◆ GIVEN EXERCISE A ◆
Rewrite every row of photo labeling below, not the text, replacing "value" with "entry" and changing nothing else, and leave the pictures out.

In the first post I looked at the phrase, We hold these truths to be self-evident. I established that relative moralism, which declares that no universal standard exists to judge right or wrong, is a lie that many Americans have been taught and have believed. In contrast, ethical positions do not change, but are self-evident in that we instinctively recognize injustice.

In part II, I examined the phrase that all men are created equal, concluding that to “create” means to bring into existence and not to “evolve,” and equal in this case doesn’t mean size or ability or morals or accomplishments or station in life, but instead refers to an individual’s inherent value or worth. I restated the phrase this way: all men are brought into existence having equal worth.

Based largely on Webster’s 1828 dictionary, Part III amplified the next phrase as follows:

that all men are freely given gifts by the One who brought them into existence, which are based on the law or will of God and conform to truth and justice, and may not be transferred or have any legal claims placed against them

Today we’ll look at the last phrase: that among these are Life, Liberty and the pursuit of Happiness.

Being careful to state that the rights listed are not the only rights, the founders none-the-less selected three as being worth mentioning individually:

Life: The first definition of life in Webster’s 1828 version goes this way, emphasis added:

In a general sense, that state of animals and plants, or of an organized being, in which its natural functions and motions are performed, or in which its organs are capable of performing their functions. A tree is not destitute of life in winter, when the functions of its organs are suspended; nor man during a swoon or syncope; nor strictly birds, quadrupeds or serpents during their torpitude in winter. They are not strictly dead, till the functions of their organs are incapable of being renewed.

◆ GIVEN EXERCISE B ◆
Does the excerpt on the Declaration's phrases support each statement? Answer yes or no for each, quoting the deciding words.
(i) Part II concluded that "create" means to bring into existence rather than to evolve.
(ii) The founders stated that Life, Liberty and the pursuit of Happiness are the only rights.
(iii) Webster's 1828 definition says a tree in winter is destitute of life.

◆ AVAILABLE RECORDS ◆
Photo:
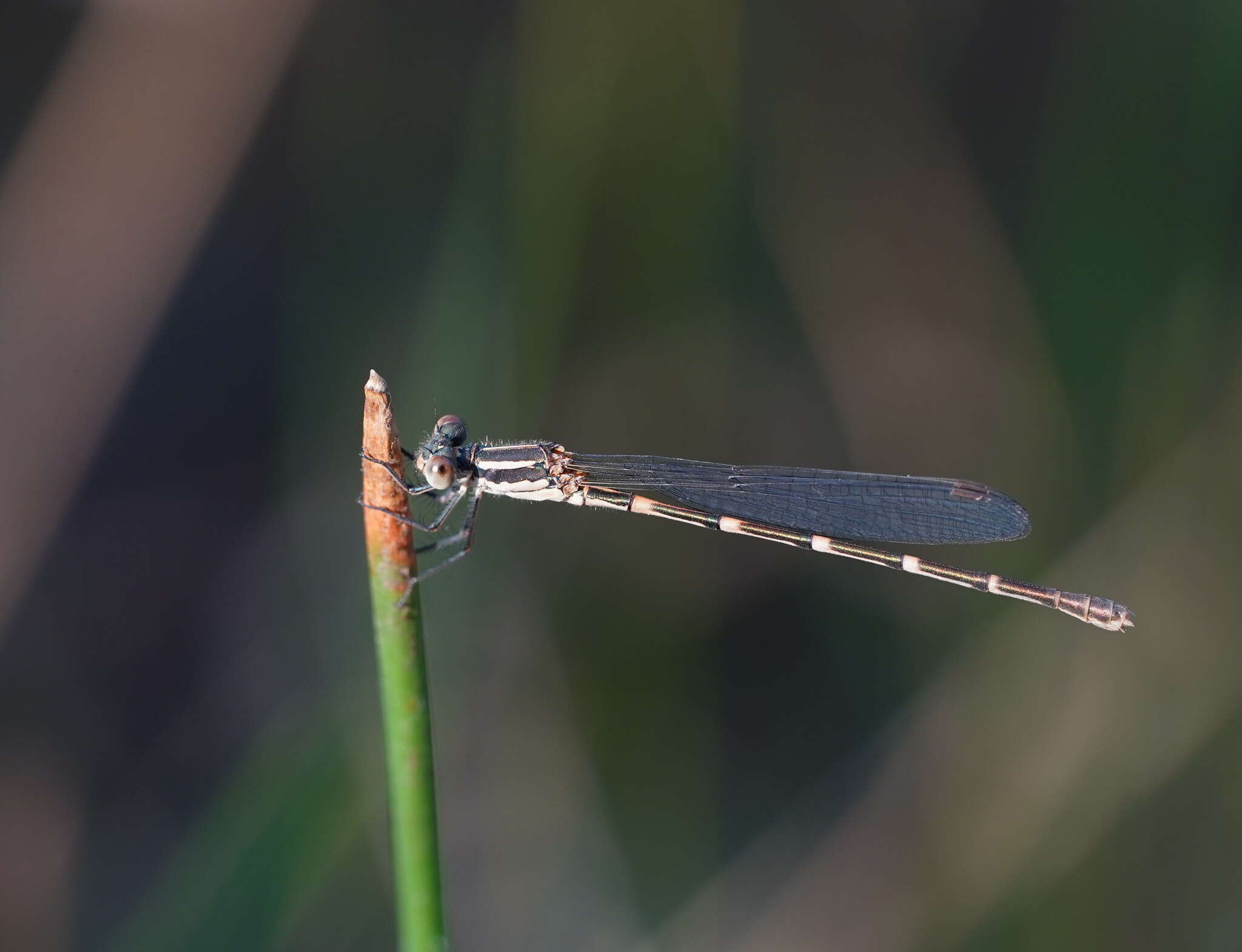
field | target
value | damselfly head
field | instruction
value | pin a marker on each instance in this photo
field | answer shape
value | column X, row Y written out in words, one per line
column 440, row 472
column 452, row 430
column 440, row 458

◆ WORKED ANSWER A ◆
Photo:
field | target
entry | damselfly head
field | instruction
entry | pin a marker on each instance in this photo
field | answer shape
entry | column X, row Y written out in words, one per line
column 440, row 472
column 452, row 430
column 440, row 458

◆ WORKED ANSWER B ◆
(i) Yes: "to “create” means to bring into existence and not to “evolve,”"
(ii) No: "Being careful to state that the rights listed are not the only rights"
(iii) No: "A tree is not destitute of life in winter"